» Aim
Give every line of the data below as a JSON list of strings, one string per line. Omit blank lines and the picture lines.

[Box annotations for photos]
********************
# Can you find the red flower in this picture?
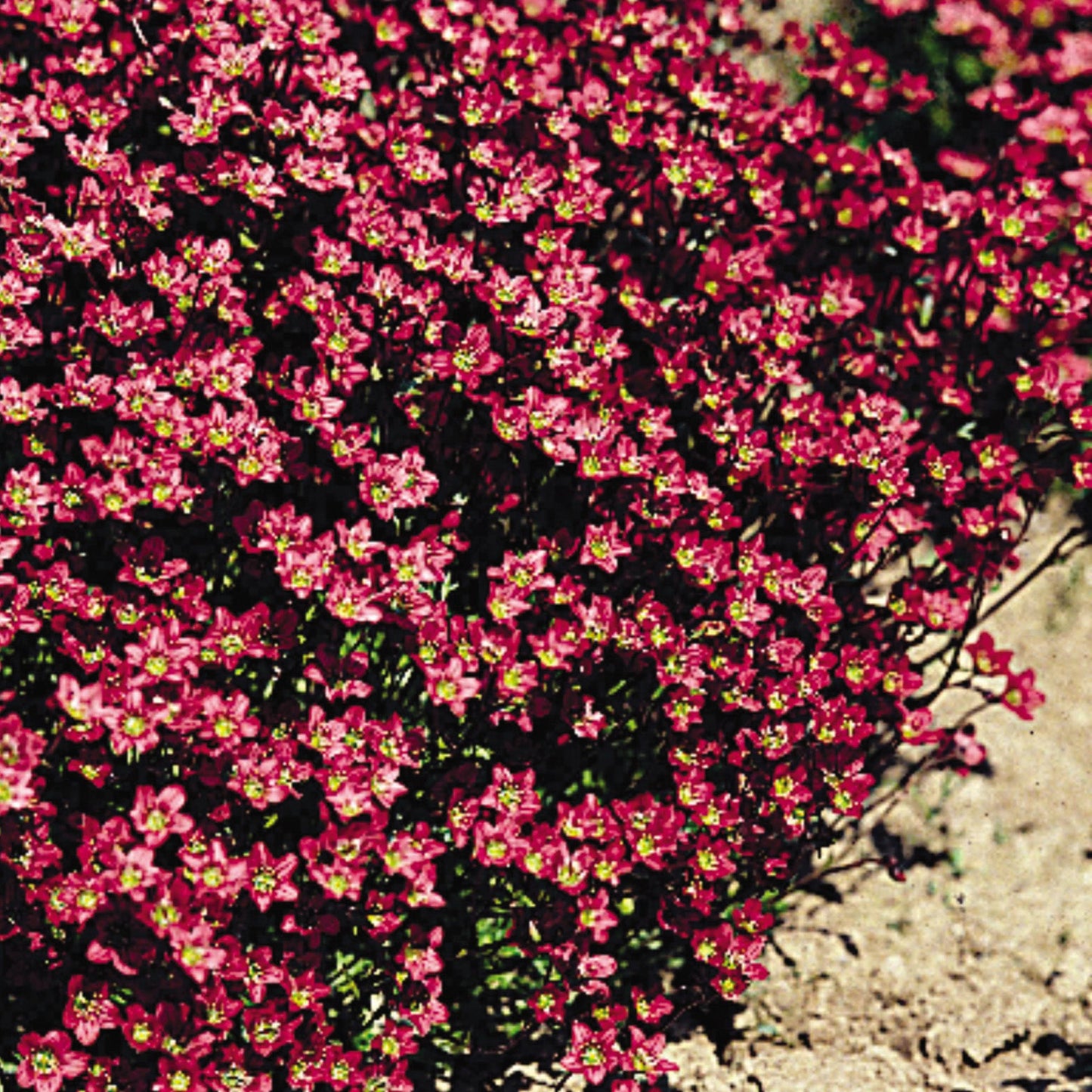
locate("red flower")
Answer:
[559,1020,621,1084]
[15,1031,88,1092]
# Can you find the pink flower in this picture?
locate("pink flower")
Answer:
[15,1031,88,1092]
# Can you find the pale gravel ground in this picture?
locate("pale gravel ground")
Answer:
[670,497,1092,1092]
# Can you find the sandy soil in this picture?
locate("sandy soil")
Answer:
[670,506,1092,1092]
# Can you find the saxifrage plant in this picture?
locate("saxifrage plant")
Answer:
[0,0,1092,1092]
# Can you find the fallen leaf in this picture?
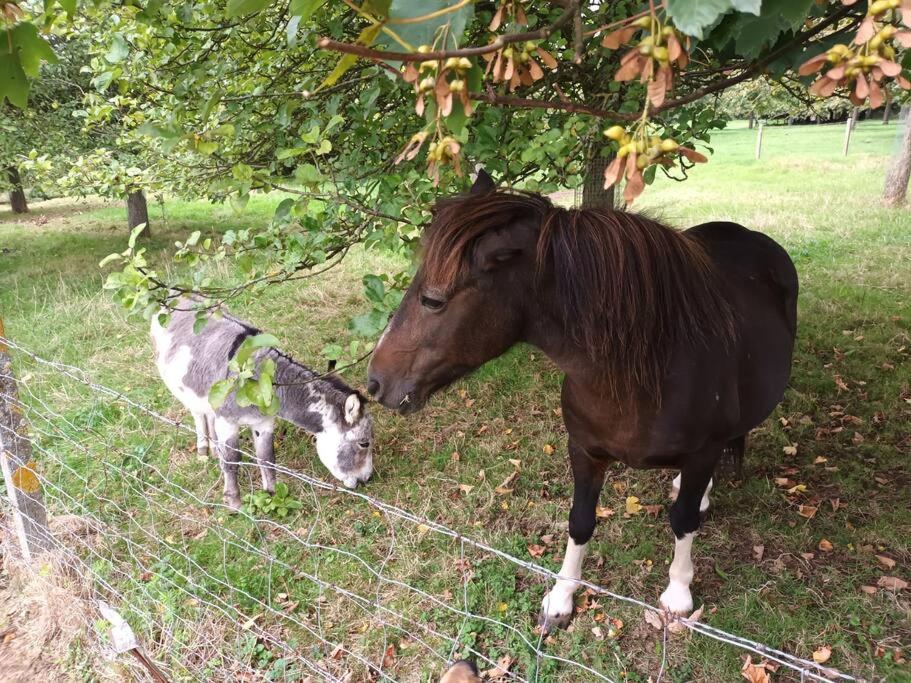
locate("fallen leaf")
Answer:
[797,505,817,519]
[494,470,519,495]
[644,609,664,631]
[813,645,832,664]
[740,655,771,683]
[528,544,547,557]
[876,576,908,591]
[876,555,895,569]
[481,655,512,681]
********************
» Result of the exercise
[
  "# Can you find the red flower in this picture?",
  "locate(\"red flower\")",
  "Answer:",
  "[559,1020,621,1084]",
  "[15,1031,88,1092]",
  "# Can you find the pink flower in this picture?",
  "locate(\"pink flower\")",
  "Answer:",
  "[15,1031,88,1092]",
  "# Can you find the pale gravel ground in this picture?",
  "locate(\"pale gravel ground\")",
  "Answer:",
  "[670,497,1092,1092]",
  "# Can you find the sandy soil in this picture?",
  "locate(\"sandy soil\")",
  "Answer:",
  "[670,506,1092,1092]",
  "# Can you find the saxifrage plant in this picture?",
  "locate(\"saxifrage plant\")",
  "Answer:",
  "[0,0,1092,1092]",
  "# Can you find the fallen leaf in this picture?",
  "locate(\"fallen leaf\")",
  "Answer:",
  "[797,505,817,519]",
  "[494,470,519,495]",
  "[644,609,664,631]",
  "[813,645,832,664]",
  "[740,655,771,683]",
  "[528,544,547,557]",
  "[876,576,908,591]",
  "[876,555,895,569]",
  "[481,655,512,681]"
]